** Stored data follows **
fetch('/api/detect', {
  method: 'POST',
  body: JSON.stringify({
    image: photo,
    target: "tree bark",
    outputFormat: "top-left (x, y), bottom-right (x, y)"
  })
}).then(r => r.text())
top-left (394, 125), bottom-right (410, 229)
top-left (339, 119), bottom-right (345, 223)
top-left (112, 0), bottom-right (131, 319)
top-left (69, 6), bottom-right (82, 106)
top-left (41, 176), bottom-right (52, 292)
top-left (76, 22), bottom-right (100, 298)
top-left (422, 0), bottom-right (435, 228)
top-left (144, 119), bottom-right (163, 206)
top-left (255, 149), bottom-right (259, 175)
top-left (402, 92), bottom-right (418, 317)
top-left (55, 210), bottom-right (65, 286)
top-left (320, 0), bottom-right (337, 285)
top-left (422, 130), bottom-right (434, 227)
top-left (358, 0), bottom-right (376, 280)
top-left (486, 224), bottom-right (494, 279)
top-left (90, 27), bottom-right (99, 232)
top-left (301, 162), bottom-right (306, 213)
** End of Stored data **
_About this task_
Repeat every entry exactly, please.

_Response to the task_
fetch('/api/detect', {
  method: 'POST',
  body: JSON.stringify({
    image: photo,
    target: "tree bark",
    outputFormat: "top-left (x, y), bottom-right (x, y)"
  })
}).then(r => r.text())
top-left (394, 125), bottom-right (410, 229)
top-left (339, 119), bottom-right (345, 223)
top-left (112, 0), bottom-right (131, 319)
top-left (69, 6), bottom-right (82, 106)
top-left (41, 176), bottom-right (52, 292)
top-left (76, 22), bottom-right (100, 298)
top-left (422, 0), bottom-right (435, 228)
top-left (144, 119), bottom-right (163, 206)
top-left (255, 149), bottom-right (259, 175)
top-left (402, 92), bottom-right (418, 317)
top-left (55, 210), bottom-right (65, 286)
top-left (320, 0), bottom-right (337, 285)
top-left (422, 130), bottom-right (434, 227)
top-left (358, 0), bottom-right (376, 280)
top-left (486, 224), bottom-right (494, 279)
top-left (90, 27), bottom-right (99, 232)
top-left (301, 162), bottom-right (306, 213)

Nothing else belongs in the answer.